(Pointing records)
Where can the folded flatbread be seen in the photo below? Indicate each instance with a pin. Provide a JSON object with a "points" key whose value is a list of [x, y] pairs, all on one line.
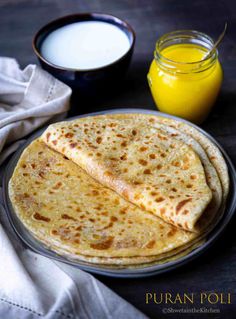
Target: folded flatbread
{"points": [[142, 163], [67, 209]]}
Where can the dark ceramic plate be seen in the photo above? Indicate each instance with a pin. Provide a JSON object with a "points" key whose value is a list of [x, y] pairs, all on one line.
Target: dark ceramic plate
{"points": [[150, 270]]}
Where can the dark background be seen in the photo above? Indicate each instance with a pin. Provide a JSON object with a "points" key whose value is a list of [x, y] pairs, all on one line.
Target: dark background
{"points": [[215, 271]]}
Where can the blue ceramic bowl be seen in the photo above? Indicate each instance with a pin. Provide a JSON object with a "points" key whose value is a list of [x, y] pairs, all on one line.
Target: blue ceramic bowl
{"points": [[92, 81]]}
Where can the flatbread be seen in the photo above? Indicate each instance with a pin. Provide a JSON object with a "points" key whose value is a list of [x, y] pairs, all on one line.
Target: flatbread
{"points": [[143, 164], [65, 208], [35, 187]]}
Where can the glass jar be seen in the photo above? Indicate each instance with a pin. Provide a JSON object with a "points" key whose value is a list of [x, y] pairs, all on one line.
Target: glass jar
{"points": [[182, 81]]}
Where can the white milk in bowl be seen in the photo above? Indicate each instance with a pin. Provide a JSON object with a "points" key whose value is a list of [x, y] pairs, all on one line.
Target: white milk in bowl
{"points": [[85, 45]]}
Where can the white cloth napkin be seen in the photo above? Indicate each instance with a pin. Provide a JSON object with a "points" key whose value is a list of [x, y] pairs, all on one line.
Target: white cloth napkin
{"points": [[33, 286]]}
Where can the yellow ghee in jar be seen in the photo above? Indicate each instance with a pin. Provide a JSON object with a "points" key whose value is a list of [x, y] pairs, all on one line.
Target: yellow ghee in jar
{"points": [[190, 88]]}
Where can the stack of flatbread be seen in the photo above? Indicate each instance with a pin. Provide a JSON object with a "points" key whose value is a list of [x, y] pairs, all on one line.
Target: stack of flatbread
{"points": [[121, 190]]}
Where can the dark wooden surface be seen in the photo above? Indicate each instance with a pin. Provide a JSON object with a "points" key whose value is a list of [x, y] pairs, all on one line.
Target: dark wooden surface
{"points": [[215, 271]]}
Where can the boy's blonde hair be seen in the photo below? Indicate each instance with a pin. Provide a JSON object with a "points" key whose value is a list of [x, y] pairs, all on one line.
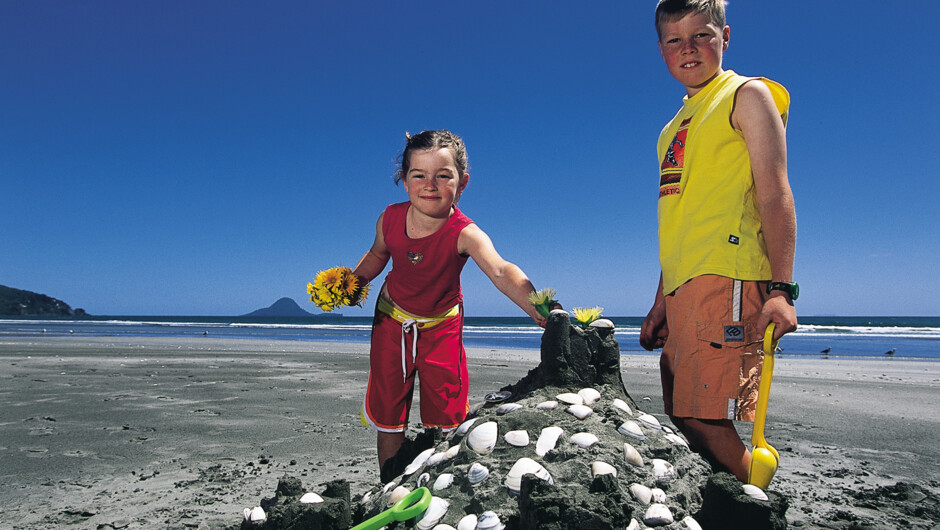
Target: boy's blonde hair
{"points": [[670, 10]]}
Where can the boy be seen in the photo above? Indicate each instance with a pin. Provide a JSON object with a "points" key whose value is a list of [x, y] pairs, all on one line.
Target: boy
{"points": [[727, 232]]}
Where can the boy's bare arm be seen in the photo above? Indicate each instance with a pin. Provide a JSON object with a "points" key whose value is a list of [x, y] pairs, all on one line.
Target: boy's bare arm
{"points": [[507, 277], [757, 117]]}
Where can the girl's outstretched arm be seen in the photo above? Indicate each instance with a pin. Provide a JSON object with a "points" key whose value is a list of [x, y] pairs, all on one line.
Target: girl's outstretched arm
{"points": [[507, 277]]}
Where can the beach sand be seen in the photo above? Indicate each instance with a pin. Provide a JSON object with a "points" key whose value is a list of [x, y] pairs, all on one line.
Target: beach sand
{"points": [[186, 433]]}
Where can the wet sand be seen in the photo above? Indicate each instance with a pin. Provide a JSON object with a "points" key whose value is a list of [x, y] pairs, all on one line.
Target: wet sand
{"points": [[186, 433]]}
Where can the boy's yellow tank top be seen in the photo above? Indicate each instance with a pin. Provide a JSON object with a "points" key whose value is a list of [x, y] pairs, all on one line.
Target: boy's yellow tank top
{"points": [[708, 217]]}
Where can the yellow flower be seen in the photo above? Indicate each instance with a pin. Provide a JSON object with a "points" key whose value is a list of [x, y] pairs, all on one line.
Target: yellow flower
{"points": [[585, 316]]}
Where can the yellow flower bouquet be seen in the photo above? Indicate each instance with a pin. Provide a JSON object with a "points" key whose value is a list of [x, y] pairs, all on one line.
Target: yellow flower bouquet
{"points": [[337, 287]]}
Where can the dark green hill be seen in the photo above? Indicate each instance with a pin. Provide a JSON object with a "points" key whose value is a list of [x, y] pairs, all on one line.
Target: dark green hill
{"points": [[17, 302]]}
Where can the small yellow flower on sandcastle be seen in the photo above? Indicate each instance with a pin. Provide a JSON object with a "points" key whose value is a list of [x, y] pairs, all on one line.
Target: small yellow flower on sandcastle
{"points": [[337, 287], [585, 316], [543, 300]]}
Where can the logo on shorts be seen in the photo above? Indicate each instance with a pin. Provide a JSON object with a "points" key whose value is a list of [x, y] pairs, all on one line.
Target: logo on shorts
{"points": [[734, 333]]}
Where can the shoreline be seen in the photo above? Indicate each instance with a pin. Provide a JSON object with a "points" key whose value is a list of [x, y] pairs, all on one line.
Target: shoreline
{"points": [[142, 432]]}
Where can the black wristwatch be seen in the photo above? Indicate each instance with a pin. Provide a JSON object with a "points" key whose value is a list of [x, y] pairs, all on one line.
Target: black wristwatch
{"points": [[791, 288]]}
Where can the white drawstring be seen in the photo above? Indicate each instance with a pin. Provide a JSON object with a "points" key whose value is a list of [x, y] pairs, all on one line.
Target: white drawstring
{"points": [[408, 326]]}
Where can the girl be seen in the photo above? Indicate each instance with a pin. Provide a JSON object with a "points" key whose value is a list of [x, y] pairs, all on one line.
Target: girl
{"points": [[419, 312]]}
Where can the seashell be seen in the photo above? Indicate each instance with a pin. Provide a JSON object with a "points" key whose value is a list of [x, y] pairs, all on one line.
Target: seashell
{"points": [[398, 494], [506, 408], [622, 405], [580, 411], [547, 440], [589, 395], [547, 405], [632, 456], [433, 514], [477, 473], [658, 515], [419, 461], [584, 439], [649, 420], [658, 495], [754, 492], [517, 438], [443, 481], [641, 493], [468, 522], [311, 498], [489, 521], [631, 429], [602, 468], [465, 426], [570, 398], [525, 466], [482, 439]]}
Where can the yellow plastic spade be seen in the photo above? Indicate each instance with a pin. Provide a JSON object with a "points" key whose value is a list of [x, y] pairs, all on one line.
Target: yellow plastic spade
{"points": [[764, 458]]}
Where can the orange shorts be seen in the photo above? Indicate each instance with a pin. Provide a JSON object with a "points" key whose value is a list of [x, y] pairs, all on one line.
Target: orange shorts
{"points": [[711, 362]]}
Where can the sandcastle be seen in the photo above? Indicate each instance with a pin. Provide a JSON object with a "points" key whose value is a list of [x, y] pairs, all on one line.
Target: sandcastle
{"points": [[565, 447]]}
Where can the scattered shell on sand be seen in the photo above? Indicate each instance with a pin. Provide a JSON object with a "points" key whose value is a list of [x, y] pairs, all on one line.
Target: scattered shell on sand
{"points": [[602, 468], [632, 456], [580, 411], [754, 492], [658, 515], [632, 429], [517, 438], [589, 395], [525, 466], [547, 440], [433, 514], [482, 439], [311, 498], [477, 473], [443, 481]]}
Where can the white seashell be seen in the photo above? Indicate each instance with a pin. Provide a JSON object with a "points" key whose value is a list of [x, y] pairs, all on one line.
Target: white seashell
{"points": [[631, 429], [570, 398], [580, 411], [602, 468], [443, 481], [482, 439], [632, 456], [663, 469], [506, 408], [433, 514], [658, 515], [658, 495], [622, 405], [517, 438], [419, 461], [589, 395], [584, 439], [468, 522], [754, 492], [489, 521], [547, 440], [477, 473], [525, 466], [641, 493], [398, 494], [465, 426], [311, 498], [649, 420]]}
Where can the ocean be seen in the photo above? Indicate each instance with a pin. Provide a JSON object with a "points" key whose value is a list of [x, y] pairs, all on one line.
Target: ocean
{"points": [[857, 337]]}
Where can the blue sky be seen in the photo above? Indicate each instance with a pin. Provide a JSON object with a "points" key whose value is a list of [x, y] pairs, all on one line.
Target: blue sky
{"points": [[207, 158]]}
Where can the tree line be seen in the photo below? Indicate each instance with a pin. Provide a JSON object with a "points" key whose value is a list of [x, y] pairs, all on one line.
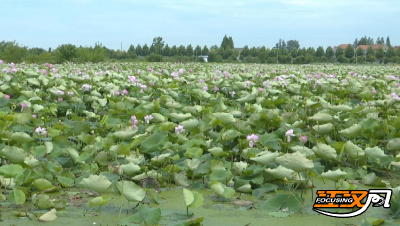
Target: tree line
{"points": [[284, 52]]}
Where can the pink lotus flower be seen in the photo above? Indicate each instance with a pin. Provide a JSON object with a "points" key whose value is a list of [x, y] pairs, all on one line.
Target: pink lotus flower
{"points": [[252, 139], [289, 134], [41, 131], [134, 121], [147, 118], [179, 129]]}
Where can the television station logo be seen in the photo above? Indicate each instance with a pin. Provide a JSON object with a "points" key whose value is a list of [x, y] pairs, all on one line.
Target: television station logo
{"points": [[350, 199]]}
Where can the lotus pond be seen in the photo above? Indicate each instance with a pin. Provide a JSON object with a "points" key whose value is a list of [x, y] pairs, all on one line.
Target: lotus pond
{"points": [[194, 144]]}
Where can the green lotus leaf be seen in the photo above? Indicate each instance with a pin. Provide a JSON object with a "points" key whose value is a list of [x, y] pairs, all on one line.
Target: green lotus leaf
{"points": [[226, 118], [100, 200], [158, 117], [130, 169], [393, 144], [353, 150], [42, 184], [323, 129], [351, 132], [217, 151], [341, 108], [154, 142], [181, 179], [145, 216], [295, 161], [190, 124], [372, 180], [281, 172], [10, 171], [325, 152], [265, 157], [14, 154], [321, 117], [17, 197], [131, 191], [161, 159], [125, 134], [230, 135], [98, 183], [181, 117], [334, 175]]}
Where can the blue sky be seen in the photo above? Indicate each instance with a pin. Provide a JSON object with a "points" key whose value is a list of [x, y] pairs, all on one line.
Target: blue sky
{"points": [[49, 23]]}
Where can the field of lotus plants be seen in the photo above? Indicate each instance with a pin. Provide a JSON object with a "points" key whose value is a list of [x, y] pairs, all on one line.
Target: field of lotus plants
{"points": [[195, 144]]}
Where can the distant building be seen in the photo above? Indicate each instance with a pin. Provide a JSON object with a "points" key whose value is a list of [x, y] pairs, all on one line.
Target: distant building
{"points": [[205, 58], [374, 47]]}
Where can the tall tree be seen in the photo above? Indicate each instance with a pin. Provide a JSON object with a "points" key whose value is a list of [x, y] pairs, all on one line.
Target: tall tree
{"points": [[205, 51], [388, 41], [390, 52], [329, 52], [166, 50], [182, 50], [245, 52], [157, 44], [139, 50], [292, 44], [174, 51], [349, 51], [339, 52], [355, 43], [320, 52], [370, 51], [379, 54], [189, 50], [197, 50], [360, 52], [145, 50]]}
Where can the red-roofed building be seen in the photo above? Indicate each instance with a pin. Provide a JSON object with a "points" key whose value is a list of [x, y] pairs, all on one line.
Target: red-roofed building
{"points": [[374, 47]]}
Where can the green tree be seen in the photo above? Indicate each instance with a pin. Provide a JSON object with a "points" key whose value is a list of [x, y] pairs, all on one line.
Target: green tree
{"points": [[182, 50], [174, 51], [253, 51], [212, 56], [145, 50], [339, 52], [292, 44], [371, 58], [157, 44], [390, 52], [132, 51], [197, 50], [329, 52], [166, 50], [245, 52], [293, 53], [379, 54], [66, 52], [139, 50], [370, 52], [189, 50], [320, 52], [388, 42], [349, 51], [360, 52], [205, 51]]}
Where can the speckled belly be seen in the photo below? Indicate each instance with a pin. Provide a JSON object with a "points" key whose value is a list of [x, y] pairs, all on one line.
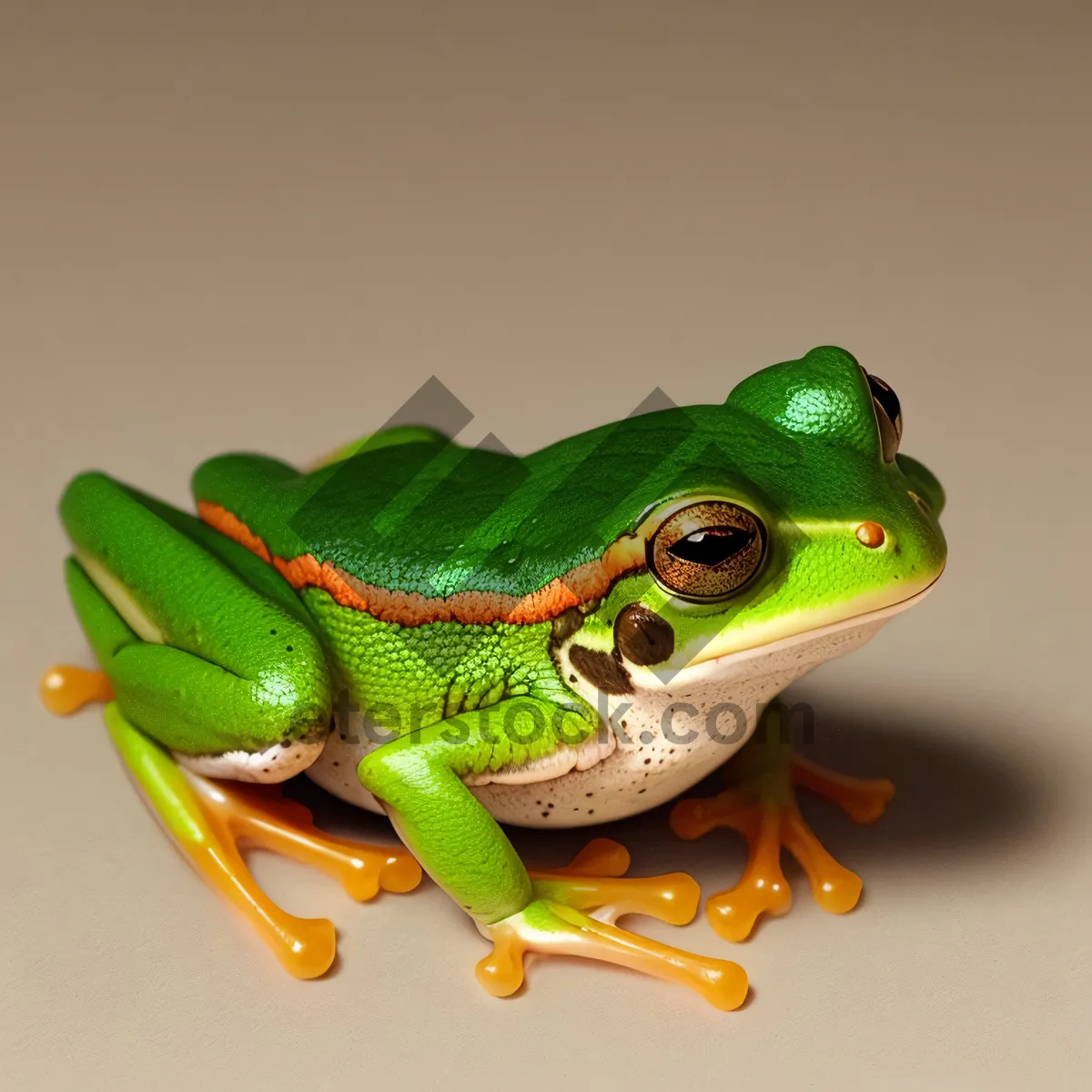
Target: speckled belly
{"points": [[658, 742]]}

-- What is asked --
Each line from the one bearing "Where can the green tree" through the final line of the records is to be copied exactly, and no pictures are to be included.

-- Result of this exercise --
Where can the green tree be seen in the photo above? Indicate each instance with a pin. Provide a JSON object with a "points" key whose value is a list of [x, y] pairs, all on one line.
Target: green tree
{"points": [[182, 50], [174, 51], [253, 51], [212, 56], [145, 50], [339, 52], [292, 44], [371, 58], [157, 44], [390, 52], [132, 51], [197, 50], [329, 52], [166, 50], [245, 52], [293, 53], [379, 54], [66, 52], [139, 50], [370, 52], [189, 50], [320, 52], [388, 42], [349, 51], [360, 52], [205, 51]]}
Where can the speckled belly be seen in the photo below? Indicate each instance with a pin. Provide a JSON object with a "points" key whose value is a list of [x, y] pairs, all on one line.
Target: speckled belly
{"points": [[658, 742]]}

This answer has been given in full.